Passage to read Start Marker
When the pandemic hit, I was one week postpartum. I was lucky enough to escape labor and delivery without the restriction of visitors to the hospital. Not lucky enough to escape the isolation of raising a newborn without a village. Or the depressing realism and sense of mortality a pandemic inspired.
Half way through my maternity leave, I rubbed the sleep deprivation out of my eyes and brushed off the haze of postpartum and pandemic depression. Between naps and diaper changes, I got to work addressing our legacy.
I planned, using nav.it’s Legacy Health Check. With every checked box, I gained a sense of control. I couldn’t control the economic recession or a shortage of toilet paper. I could control what happened “what if.”
What if I fall ill? What if I can’t I can’t decide for myself what to do? Do I have an advanced directive? WTF is an advanced directive?
Often called a living will, an advanced directive advises everyone what you want done in case you’re unable to decide for yourself.
Do you really need an advanced directive? And why is it important to your financial legacy?
We turned to our Queen of the Courtroom, Patience Kaysee, for her expertise.
“Just as important as other legal documents such as a will, advanced directives specify what actions should be taken regarding a person’s health in the event they are unable to make decisions because of illness or incapacity.”
She goes on to explain, “Besides their legal implications, they make it easier for a person’s family to take necessary action in the future without the need for further court intervention or delay.”
Not making it explicitly clear can get ugly and costly.
The controversy surrounding the death and care of Terri Schiavo is a perfect example of why Advanced Directives matter. In 1990, Terri Schiavo tragically suffered a massive heart attack at 26-years-old. Though she survived, she fell into a persistent vegetative state.
Eight years later, Terri Schiavo’s husband and legal guardian argued that Terri would not have wanted prolonged artificial life support without the prospect of recovery. He elected to remove her feeding tube in 1998. However, Schiavo’s parents disputed not only her diagnosis but what their daughter’s desires were.
After years of a costly legal battle, the tube was removed in 2005. This was only after years of Schiavo’s husband and family waging a very public and emotional battle.
But I hear you. This is Terri Schiavo’s case, not mine. Who has a massive heart attack at 26?
Overcoming Optimism Bias with a Plan
Optimism bias causes someone to believe that they themselves are less likely to experience a negative event.
Emergency funds, insurance plans, advance directives – they help mitigate the financial and emotional toll of thinking “this could never happen to me.”
It’s why we built the Legacy Health Check in the nav.it money app. It’s also why we ask whether or not you have an advance directive.
As Patience points out, “It takes the guesswork out of things so that the person can get fast, efficient care when it’s most necessary.”
Passage to read End Marker
Material shown Start Marker
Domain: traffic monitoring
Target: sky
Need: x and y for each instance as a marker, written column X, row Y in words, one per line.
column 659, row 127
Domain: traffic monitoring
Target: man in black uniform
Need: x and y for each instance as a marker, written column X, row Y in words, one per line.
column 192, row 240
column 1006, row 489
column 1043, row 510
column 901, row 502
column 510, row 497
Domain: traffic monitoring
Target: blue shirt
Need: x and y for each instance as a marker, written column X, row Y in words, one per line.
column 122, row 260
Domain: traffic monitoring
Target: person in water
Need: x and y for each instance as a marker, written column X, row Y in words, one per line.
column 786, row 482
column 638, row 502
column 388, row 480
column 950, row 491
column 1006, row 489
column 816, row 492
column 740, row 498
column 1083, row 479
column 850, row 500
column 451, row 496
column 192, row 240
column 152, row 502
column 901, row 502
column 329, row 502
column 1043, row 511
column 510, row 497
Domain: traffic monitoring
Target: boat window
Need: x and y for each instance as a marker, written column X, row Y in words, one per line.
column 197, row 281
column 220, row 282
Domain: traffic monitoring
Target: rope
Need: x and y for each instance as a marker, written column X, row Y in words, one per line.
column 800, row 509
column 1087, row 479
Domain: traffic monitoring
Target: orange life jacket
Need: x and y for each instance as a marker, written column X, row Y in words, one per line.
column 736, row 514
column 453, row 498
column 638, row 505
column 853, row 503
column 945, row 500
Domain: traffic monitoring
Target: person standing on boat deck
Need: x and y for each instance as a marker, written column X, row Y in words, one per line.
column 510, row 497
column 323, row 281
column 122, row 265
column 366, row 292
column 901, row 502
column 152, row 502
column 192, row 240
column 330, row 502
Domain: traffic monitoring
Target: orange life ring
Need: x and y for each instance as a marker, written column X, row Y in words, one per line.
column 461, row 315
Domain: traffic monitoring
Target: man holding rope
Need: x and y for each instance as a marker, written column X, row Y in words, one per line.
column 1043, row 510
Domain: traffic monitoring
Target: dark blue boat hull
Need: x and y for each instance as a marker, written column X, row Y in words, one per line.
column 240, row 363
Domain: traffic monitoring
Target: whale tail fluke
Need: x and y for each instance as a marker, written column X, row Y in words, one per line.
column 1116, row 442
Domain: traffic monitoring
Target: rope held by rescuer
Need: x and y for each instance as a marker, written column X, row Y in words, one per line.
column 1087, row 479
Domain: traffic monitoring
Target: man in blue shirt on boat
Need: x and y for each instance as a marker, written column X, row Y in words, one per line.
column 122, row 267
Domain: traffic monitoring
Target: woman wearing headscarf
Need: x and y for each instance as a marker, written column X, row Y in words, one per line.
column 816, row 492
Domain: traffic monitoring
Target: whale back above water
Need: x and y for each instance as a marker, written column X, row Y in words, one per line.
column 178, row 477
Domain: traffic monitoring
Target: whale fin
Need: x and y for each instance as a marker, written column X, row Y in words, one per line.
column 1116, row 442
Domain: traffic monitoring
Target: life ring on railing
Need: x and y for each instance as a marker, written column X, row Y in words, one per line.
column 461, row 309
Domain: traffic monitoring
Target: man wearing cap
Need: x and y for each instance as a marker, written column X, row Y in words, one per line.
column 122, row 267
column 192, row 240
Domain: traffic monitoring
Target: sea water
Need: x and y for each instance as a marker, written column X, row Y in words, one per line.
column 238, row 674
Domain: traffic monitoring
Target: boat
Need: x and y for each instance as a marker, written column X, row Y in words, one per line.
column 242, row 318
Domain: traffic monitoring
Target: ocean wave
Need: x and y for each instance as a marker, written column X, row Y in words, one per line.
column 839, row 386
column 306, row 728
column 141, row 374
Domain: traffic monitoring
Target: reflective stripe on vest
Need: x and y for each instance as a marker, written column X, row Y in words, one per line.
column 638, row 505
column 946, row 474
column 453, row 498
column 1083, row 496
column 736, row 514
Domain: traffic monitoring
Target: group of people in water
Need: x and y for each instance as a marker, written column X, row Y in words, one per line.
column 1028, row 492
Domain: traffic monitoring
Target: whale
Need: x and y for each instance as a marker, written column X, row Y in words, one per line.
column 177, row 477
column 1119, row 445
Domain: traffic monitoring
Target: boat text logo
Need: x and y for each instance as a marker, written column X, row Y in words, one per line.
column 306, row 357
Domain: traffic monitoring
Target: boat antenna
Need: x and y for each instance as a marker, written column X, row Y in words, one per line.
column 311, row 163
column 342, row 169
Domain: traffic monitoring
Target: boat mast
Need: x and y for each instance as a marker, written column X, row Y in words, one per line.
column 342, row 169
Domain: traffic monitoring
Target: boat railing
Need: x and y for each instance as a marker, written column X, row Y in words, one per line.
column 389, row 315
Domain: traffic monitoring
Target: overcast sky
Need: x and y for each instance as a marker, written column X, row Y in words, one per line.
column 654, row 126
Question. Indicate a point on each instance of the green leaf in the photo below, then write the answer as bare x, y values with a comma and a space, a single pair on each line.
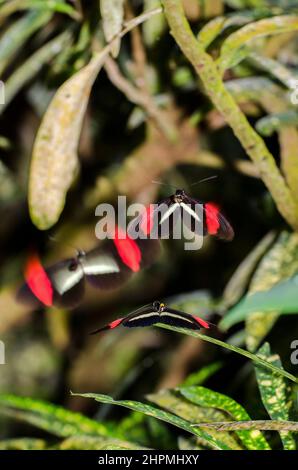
282, 298
203, 374
156, 413
236, 349
58, 6
239, 281
23, 443
237, 43
173, 402
279, 263
112, 12
30, 68
275, 122
155, 27
51, 418
54, 159
96, 443
275, 394
253, 440
284, 74
16, 35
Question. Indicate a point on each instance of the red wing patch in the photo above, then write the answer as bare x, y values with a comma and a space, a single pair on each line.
212, 219
115, 323
38, 281
202, 322
127, 249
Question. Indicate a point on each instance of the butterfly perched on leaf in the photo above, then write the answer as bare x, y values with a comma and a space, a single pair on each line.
200, 218
154, 313
104, 267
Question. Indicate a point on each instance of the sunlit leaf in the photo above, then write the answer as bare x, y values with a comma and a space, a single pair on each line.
239, 281
203, 374
54, 159
112, 12
233, 47
54, 419
275, 122
260, 307
50, 5
96, 443
156, 413
202, 396
30, 68
155, 27
16, 35
23, 443
173, 402
275, 394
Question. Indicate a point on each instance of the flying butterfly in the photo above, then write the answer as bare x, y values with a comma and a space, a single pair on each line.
105, 267
214, 222
157, 312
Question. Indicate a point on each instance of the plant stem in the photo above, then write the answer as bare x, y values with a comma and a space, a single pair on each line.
224, 102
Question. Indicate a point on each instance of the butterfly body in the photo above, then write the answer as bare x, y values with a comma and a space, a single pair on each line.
157, 312
199, 217
104, 267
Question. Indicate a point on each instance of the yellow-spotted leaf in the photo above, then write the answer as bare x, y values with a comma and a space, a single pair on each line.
112, 12
252, 440
275, 394
54, 419
160, 414
54, 161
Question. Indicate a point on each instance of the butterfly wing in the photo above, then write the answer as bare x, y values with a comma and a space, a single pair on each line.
103, 268
214, 222
145, 316
180, 319
61, 284
140, 317
67, 279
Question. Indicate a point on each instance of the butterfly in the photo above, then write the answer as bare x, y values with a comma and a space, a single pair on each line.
205, 216
157, 312
104, 267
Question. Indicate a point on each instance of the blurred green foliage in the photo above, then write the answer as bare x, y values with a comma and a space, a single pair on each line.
100, 101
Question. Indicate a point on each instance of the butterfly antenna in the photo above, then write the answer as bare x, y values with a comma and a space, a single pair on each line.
204, 180
75, 248
164, 184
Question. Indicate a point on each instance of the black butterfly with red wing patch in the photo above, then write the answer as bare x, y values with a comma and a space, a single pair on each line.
157, 312
106, 267
214, 222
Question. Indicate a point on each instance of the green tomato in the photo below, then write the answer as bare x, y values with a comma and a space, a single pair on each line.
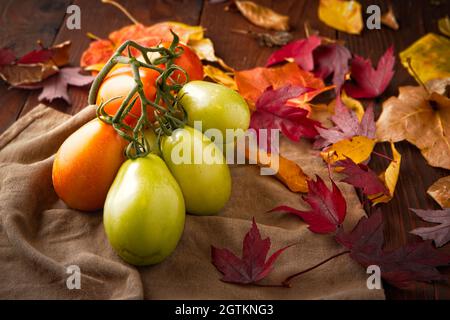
215, 105
144, 211
200, 169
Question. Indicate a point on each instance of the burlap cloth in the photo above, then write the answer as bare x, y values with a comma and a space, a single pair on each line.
40, 236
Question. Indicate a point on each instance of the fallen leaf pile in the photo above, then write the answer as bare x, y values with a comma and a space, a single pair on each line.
412, 262
254, 264
42, 68
283, 95
328, 207
440, 234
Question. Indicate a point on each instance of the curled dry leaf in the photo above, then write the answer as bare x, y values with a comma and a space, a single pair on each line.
361, 176
389, 19
444, 26
389, 177
252, 83
428, 58
421, 119
347, 125
100, 50
289, 172
262, 16
332, 59
220, 76
440, 233
300, 51
440, 191
358, 148
36, 66
204, 48
342, 15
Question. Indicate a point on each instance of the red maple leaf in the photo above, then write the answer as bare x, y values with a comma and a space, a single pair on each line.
301, 51
253, 266
411, 262
361, 176
328, 207
368, 82
440, 234
346, 126
332, 59
272, 112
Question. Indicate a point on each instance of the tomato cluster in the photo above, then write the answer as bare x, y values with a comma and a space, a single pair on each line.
145, 199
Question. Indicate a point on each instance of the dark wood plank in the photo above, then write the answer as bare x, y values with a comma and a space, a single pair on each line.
416, 19
20, 33
101, 19
243, 52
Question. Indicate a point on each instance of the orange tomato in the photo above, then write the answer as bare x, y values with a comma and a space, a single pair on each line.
190, 62
86, 164
119, 82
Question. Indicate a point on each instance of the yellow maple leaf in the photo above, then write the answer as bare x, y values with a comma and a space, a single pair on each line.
342, 15
357, 148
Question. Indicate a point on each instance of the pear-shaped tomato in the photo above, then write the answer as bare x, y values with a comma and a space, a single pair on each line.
200, 169
86, 164
215, 105
144, 211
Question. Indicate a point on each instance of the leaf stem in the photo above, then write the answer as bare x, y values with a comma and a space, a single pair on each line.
123, 10
286, 282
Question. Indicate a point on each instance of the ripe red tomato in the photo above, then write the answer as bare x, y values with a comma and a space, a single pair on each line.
86, 164
190, 62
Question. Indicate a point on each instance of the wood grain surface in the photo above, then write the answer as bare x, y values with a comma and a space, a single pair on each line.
24, 22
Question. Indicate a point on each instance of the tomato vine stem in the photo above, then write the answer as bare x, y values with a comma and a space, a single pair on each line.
287, 281
167, 111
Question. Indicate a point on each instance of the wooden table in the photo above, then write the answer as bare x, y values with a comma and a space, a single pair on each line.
24, 22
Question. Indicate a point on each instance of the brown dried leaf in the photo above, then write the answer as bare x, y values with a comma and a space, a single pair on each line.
61, 53
440, 191
220, 76
389, 19
263, 16
420, 118
17, 75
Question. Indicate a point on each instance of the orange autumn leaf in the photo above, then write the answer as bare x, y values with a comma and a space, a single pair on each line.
289, 172
358, 148
252, 83
342, 15
98, 53
101, 50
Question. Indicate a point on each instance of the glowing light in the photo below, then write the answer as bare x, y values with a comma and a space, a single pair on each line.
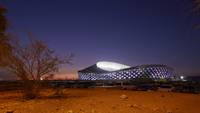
182, 77
111, 66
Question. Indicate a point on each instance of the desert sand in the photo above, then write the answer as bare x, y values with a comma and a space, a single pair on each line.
101, 100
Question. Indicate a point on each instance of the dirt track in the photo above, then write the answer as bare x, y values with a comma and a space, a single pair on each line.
102, 101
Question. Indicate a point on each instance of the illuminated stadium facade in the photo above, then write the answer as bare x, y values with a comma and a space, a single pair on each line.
114, 71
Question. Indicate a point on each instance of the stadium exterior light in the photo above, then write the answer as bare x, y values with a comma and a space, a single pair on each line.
111, 66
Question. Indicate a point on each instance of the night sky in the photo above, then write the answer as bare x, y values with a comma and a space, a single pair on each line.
131, 32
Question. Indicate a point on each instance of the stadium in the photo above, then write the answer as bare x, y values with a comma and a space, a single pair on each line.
105, 70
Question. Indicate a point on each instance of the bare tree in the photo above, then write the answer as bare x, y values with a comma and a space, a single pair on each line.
32, 61
4, 45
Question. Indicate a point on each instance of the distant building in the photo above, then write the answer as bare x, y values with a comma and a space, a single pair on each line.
105, 70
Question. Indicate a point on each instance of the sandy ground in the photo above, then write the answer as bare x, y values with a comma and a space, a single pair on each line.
102, 101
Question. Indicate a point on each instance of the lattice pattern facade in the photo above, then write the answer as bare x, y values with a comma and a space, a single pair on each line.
154, 72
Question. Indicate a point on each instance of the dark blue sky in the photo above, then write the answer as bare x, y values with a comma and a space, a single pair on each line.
132, 32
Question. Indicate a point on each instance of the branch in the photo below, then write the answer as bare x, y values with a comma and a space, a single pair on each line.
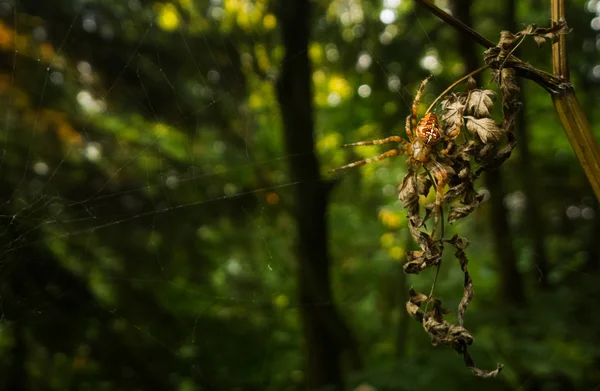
554, 85
569, 111
558, 86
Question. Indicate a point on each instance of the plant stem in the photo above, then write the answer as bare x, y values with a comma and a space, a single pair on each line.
560, 65
567, 107
569, 111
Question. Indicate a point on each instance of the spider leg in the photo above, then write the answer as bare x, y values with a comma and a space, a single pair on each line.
441, 180
390, 153
392, 139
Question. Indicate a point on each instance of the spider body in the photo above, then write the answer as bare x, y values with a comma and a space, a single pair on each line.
421, 148
428, 130
427, 135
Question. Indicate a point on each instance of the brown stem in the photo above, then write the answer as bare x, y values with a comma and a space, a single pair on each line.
440, 96
566, 105
560, 65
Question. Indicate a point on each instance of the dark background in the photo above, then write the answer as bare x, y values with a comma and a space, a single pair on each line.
167, 220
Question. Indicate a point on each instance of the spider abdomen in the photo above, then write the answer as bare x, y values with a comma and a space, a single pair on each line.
428, 129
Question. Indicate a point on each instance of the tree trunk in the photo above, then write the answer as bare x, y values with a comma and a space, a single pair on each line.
325, 333
511, 287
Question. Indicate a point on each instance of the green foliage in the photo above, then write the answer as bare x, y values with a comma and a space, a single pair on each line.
147, 219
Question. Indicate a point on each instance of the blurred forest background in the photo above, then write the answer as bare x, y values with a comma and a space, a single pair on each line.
167, 220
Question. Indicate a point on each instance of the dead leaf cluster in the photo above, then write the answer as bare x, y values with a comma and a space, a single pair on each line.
483, 145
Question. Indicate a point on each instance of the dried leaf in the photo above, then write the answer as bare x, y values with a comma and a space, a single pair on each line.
461, 244
543, 34
458, 212
451, 109
408, 194
471, 84
479, 103
499, 157
486, 129
413, 304
417, 261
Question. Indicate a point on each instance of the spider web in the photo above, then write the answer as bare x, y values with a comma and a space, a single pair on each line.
100, 197
92, 195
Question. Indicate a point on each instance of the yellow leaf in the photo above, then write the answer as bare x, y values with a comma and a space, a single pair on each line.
387, 239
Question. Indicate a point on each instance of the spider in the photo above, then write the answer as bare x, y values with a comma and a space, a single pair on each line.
423, 138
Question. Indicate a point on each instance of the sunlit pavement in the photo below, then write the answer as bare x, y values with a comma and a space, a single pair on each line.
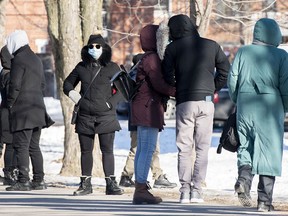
59, 201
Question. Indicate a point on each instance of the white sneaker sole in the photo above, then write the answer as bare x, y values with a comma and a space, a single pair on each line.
195, 200
185, 201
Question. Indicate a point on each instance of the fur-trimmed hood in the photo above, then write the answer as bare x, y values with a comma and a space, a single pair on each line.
267, 31
5, 58
181, 26
104, 59
162, 37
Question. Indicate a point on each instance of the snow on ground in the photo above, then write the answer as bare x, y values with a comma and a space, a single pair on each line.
222, 169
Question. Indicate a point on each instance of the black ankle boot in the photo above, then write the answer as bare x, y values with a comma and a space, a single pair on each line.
20, 186
38, 185
126, 181
112, 187
85, 186
263, 207
10, 177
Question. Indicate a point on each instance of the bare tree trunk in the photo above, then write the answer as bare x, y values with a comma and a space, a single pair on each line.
65, 35
92, 10
91, 17
204, 13
68, 28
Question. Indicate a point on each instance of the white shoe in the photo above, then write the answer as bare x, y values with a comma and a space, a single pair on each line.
185, 198
196, 197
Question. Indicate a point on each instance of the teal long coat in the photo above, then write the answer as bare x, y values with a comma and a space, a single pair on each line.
258, 84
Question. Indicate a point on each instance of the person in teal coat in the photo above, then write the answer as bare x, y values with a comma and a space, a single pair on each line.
258, 84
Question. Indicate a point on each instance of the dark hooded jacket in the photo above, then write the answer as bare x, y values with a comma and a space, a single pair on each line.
258, 84
5, 134
147, 106
190, 61
94, 114
26, 91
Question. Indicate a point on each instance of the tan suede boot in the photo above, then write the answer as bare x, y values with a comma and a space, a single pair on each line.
143, 196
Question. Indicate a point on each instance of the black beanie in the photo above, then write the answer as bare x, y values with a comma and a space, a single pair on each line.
98, 39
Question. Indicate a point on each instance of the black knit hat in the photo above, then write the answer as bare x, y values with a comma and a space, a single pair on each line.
98, 39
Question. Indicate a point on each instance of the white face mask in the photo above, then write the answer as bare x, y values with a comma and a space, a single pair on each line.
94, 52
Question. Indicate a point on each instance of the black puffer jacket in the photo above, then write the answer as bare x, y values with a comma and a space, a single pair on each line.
94, 114
190, 60
5, 134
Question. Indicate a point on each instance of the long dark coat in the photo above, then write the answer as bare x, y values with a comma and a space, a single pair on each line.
147, 107
26, 88
258, 84
5, 134
95, 117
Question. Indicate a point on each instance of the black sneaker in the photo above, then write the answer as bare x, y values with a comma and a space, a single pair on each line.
126, 181
36, 185
243, 196
20, 186
163, 182
262, 207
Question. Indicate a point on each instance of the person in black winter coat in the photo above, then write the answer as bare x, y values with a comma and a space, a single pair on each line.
27, 110
189, 64
10, 163
97, 112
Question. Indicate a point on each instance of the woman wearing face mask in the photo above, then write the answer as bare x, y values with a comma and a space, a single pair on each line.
97, 113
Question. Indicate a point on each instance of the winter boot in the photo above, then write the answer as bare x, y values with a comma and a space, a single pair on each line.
112, 187
126, 181
243, 185
20, 186
143, 196
163, 182
10, 177
85, 186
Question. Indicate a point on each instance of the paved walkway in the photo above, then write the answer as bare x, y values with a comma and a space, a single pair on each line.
59, 201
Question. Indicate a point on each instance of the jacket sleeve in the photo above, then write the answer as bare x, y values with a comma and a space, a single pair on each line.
283, 81
154, 71
168, 66
71, 81
222, 68
233, 78
15, 83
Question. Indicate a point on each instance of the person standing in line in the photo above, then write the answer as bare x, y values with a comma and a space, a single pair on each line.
258, 84
147, 113
161, 180
10, 165
189, 63
97, 113
27, 110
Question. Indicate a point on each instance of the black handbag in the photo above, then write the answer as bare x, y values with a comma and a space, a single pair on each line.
75, 114
77, 106
229, 139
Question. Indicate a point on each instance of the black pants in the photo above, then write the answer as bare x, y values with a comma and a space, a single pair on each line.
9, 156
265, 184
106, 142
26, 144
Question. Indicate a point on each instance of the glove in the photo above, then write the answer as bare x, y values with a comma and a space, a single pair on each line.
74, 96
109, 105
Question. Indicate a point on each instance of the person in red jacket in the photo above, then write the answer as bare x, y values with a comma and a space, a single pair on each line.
147, 112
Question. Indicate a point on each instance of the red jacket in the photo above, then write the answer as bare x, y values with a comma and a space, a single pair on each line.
147, 107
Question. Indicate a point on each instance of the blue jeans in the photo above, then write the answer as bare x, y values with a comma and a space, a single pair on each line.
146, 144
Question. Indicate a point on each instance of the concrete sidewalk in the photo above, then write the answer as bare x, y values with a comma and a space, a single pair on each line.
59, 201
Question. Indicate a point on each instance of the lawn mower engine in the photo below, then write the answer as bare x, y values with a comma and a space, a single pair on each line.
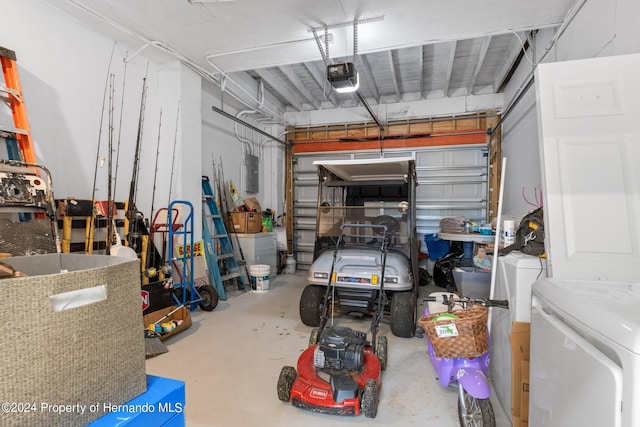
340, 348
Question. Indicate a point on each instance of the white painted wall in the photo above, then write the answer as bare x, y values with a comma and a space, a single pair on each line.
600, 28
64, 68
Material shown End Marker
- Work task
Transcribe the piece on advance directives word for word, starting with "I planned, using" and going on through "decide for yourself.". The listing has no connection to the piece on advance directives.

- Exercise output
I planned, using nav.it’s Legacy Health Check. With every checked box, I gained a sense of control. I couldn’t control the economic recession or a shortage of toilet paper. I could control what happened “what if.”
What if I fall ill? What if I can’t I can’t decide for myself what to do? Do I have an advanced directive? WTF is an advanced directive?
Often called a living will, an advanced directive advises everyone what you want done in case you’re unable to decide for yourself.